Task brief =>
Transfer the entries below, starting at the beginning and ending at the line that contains "[[1002, 572]]", with the requests included and -118 added to every coordinate in the answers. Leave the pictures out.

Data =>
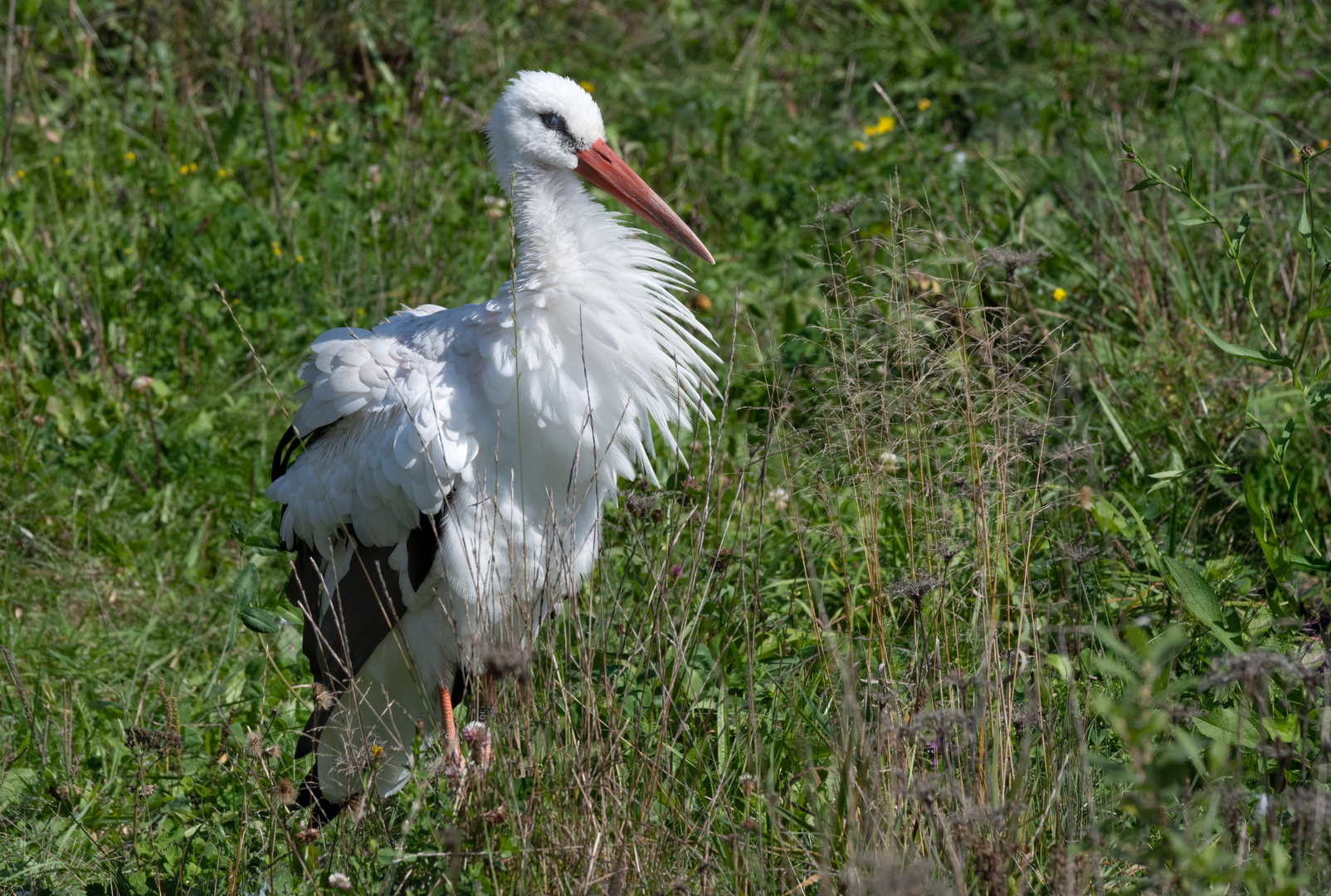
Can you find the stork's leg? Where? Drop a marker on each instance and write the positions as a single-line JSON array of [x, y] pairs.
[[454, 762]]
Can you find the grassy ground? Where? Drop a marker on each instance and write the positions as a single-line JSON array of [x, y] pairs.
[[1002, 572]]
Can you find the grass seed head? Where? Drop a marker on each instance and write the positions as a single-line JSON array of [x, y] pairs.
[[255, 744], [502, 663], [324, 698]]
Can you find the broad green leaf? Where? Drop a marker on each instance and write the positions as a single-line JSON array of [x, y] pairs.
[[1119, 427], [1309, 562], [1221, 726], [260, 621], [1245, 352], [1201, 601], [1282, 442], [1277, 555], [245, 587]]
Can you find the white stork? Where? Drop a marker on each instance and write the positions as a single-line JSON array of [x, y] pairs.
[[456, 461]]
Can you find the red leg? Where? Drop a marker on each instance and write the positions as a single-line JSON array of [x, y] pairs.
[[450, 727]]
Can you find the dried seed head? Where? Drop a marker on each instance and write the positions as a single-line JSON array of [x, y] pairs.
[[1080, 553], [641, 505], [748, 785], [324, 698], [914, 589], [502, 663], [253, 744], [846, 207]]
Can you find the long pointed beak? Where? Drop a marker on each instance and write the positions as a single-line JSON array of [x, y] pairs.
[[605, 169]]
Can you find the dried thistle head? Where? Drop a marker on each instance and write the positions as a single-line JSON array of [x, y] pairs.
[[324, 698], [846, 205], [1249, 670], [948, 548], [914, 589], [748, 785], [354, 807], [641, 505], [1011, 259], [1080, 553], [502, 663], [892, 875]]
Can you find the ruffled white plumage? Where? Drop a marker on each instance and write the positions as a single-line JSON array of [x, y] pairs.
[[514, 418]]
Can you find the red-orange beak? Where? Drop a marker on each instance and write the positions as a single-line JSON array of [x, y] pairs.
[[605, 169]]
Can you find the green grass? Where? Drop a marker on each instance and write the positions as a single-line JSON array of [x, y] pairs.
[[952, 598]]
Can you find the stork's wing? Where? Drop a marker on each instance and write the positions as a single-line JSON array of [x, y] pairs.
[[386, 431], [388, 426]]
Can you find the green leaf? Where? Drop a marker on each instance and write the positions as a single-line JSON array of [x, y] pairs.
[[1245, 352], [245, 587], [260, 621], [1317, 396], [1282, 444], [1277, 555], [1201, 601], [1309, 562]]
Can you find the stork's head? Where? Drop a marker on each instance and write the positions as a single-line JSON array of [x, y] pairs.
[[548, 121]]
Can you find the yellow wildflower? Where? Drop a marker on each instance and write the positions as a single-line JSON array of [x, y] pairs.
[[884, 125]]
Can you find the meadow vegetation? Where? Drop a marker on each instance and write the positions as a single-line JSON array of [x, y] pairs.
[[1002, 570]]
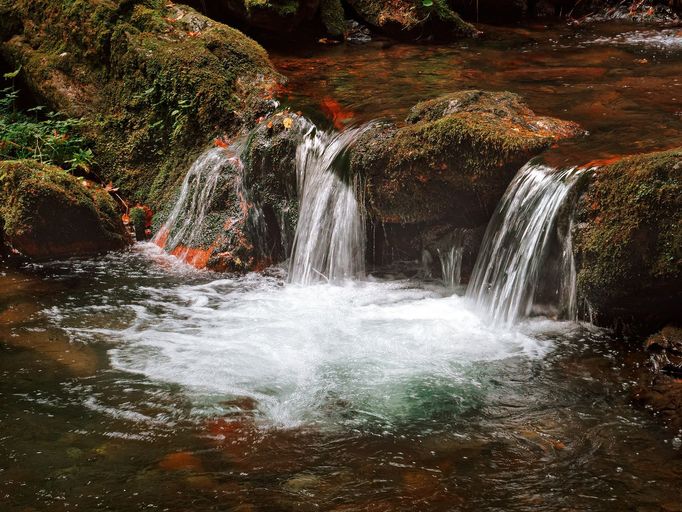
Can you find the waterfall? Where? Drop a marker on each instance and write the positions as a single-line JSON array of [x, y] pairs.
[[185, 222], [451, 265], [329, 243], [517, 243]]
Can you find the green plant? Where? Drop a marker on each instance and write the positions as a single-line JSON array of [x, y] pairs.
[[49, 138]]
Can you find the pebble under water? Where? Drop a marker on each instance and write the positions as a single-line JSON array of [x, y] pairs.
[[134, 382]]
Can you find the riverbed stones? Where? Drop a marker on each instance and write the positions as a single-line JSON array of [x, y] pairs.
[[628, 241], [662, 392], [48, 213]]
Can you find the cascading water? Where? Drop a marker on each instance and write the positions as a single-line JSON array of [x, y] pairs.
[[198, 188], [516, 244], [330, 235], [451, 262]]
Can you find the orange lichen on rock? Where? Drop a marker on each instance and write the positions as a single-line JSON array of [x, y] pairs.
[[180, 461], [193, 256], [336, 112]]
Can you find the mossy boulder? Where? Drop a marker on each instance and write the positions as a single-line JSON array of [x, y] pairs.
[[412, 19], [46, 213], [453, 159], [249, 222], [155, 81], [449, 166], [628, 241]]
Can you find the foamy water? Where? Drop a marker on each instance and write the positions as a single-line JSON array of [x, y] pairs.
[[320, 354], [668, 39]]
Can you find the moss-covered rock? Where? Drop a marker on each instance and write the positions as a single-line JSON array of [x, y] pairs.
[[454, 158], [412, 19], [155, 81], [270, 19], [47, 213], [249, 221], [628, 241], [449, 166]]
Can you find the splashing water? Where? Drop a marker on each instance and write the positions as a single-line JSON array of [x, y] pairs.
[[517, 241], [361, 354], [330, 235], [451, 262], [185, 221]]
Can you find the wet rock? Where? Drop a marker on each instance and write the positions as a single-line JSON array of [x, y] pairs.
[[250, 221], [181, 461], [303, 484], [355, 33], [265, 17], [48, 214], [448, 167], [665, 351], [405, 19], [628, 241], [154, 82]]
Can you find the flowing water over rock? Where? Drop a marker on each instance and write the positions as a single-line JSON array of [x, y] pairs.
[[517, 242], [451, 265], [330, 235], [133, 382], [185, 221]]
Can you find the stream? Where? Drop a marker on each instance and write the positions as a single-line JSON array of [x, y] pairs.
[[135, 382]]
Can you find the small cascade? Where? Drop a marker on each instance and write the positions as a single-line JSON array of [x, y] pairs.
[[184, 224], [212, 201], [569, 277], [521, 235], [451, 265], [329, 243]]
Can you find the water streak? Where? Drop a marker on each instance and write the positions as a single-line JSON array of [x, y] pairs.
[[330, 235], [185, 222], [451, 266], [517, 242]]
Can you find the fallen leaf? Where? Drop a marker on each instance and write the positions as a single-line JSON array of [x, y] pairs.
[[220, 142]]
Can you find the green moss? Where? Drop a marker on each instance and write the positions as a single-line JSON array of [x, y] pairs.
[[332, 16], [47, 213], [629, 245], [154, 82], [454, 159], [280, 7]]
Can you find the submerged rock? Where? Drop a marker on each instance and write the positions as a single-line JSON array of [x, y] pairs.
[[47, 213], [662, 393], [450, 164], [628, 241], [665, 351]]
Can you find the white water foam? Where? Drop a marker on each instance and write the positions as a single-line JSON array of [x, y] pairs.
[[366, 351], [669, 39]]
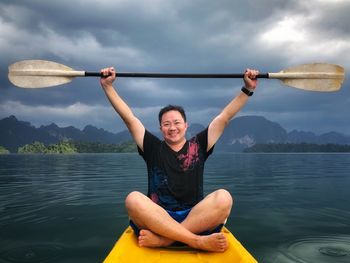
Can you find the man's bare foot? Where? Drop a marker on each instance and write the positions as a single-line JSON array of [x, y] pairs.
[[215, 242], [149, 239]]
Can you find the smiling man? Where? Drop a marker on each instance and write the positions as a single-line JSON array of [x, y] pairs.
[[174, 208]]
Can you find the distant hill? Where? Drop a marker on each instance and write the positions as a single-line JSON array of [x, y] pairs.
[[242, 132]]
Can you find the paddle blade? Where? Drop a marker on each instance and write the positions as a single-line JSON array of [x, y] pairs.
[[39, 74], [313, 77]]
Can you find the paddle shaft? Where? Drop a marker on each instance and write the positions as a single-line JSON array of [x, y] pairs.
[[173, 75]]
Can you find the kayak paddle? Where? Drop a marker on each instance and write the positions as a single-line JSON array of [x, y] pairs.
[[42, 74]]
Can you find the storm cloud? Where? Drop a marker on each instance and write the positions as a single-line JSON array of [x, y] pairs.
[[175, 36]]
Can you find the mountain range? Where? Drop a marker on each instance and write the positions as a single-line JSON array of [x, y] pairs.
[[241, 133]]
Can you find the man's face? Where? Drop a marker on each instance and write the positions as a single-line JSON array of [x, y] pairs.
[[173, 127]]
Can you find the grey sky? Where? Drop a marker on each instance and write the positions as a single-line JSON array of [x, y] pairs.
[[176, 36]]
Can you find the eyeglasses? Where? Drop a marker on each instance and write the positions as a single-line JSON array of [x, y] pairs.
[[168, 124]]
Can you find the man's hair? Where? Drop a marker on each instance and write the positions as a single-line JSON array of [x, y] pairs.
[[170, 108]]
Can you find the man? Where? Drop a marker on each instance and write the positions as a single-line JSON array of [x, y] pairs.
[[174, 209]]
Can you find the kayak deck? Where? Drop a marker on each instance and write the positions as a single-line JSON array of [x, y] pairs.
[[127, 250]]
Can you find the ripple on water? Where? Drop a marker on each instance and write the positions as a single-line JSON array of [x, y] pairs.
[[39, 253], [325, 249]]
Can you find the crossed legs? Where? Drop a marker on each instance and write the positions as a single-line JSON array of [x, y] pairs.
[[159, 229]]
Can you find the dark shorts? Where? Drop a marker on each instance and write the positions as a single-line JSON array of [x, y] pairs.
[[179, 216]]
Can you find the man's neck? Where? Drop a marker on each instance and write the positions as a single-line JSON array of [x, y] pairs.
[[176, 146]]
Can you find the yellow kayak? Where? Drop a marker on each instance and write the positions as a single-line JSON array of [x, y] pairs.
[[127, 250]]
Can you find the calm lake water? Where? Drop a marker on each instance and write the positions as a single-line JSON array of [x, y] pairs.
[[69, 208]]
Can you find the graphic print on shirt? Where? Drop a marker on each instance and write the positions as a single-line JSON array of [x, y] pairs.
[[191, 158], [159, 189]]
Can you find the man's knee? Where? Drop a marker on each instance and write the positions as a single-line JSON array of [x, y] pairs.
[[223, 200], [134, 201]]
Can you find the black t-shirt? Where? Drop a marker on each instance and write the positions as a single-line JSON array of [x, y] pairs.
[[175, 179]]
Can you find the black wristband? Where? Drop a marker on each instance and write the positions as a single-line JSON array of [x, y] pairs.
[[247, 91]]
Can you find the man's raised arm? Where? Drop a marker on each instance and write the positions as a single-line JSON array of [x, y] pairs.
[[219, 123], [134, 125]]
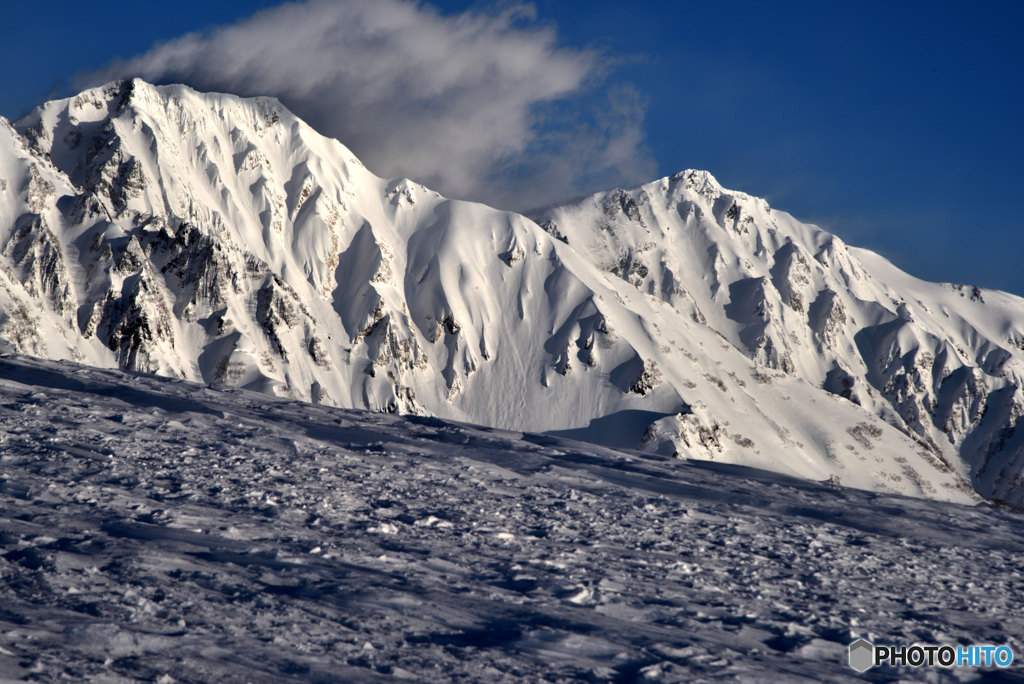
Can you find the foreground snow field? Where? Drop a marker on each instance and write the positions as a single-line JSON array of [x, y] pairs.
[[159, 530]]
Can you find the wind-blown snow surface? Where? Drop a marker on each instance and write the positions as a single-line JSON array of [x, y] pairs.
[[221, 240], [154, 529]]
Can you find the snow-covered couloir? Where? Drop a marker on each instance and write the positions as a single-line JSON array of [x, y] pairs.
[[222, 240]]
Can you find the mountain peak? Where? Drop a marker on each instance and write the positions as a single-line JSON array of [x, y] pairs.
[[221, 240]]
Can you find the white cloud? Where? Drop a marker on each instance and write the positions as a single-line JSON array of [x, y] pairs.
[[481, 107]]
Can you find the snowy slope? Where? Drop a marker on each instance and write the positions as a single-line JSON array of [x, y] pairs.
[[221, 240], [158, 530]]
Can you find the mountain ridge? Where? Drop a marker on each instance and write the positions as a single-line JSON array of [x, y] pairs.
[[222, 240]]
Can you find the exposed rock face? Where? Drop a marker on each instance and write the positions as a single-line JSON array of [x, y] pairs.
[[221, 240]]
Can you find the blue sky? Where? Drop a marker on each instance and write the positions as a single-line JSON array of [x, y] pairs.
[[899, 129]]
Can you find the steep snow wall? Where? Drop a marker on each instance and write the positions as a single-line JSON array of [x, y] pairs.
[[222, 240]]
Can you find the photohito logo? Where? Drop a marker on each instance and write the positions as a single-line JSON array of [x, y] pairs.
[[864, 654]]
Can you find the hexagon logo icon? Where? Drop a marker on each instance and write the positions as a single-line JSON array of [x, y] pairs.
[[861, 654]]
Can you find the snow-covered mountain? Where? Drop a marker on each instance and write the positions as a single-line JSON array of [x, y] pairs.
[[222, 240]]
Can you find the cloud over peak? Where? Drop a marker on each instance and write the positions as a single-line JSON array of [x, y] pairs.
[[486, 107]]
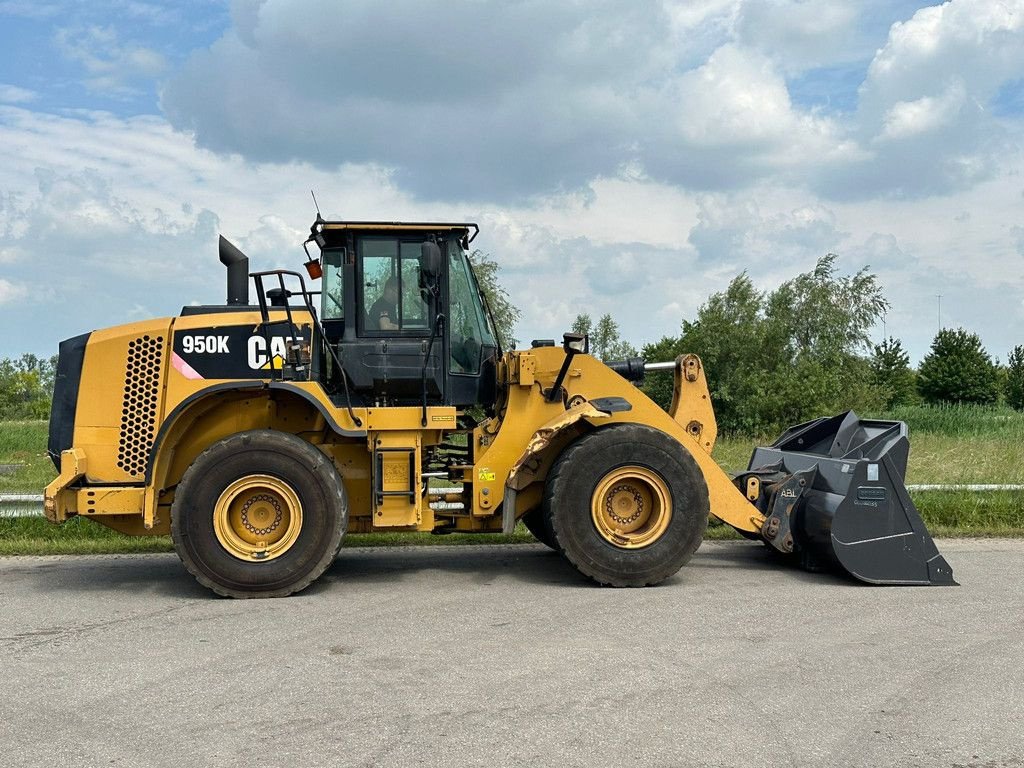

Response to this task =>
Can you find the stork's leg? Where? Drop a marker on each instance and write the positions as a single-line JSON array of [x, y] pairs.
[[336, 644]]
Can you find the grassy ground? Where? Drop a marker on each instance and write the positions as a single-line JSON array of [x, y] pairs.
[[884, 454]]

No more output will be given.